== Segment start ==

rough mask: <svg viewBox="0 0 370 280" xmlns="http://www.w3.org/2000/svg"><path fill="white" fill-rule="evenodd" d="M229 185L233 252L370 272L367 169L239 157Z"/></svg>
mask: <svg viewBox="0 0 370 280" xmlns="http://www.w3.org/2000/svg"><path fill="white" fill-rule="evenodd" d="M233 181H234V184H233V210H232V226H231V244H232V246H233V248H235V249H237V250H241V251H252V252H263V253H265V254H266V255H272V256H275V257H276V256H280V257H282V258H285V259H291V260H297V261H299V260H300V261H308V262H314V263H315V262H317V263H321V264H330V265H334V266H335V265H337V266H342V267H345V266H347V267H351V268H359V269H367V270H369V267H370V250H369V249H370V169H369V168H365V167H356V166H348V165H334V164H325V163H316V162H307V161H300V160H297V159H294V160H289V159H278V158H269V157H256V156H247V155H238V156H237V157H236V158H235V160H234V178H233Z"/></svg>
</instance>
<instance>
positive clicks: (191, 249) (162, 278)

== Segment end ==

● Job item:
Copy every one of the entries above character for character, without changing anything.

● Solution to this problem:
rough mask: <svg viewBox="0 0 370 280" xmlns="http://www.w3.org/2000/svg"><path fill="white" fill-rule="evenodd" d="M229 185L233 252L370 272L367 169L239 157Z"/></svg>
mask: <svg viewBox="0 0 370 280" xmlns="http://www.w3.org/2000/svg"><path fill="white" fill-rule="evenodd" d="M233 181H234V184H233V210H232V226H231V244H232V246H233V248H235V249H237V250H241V251H252V252H263V253H265V254H266V255H272V256H275V257H276V256H280V257H282V258H285V259H291V260H297V261H299V260H300V261H308V262H314V263H315V262H317V263H321V264H330V265H334V266H335V265H337V266H342V267H345V266H347V267H351V268H359V269H367V270H369V267H370V250H369V249H370V169H369V168H365V167H356V166H348V165H334V164H325V163H316V162H307V161H300V160H297V159H294V160H289V159H278V158H269V157H256V156H247V155H238V156H237V157H236V158H235V160H234V178H233Z"/></svg>
</instance>
<instance>
positive clicks: (191, 249) (162, 278)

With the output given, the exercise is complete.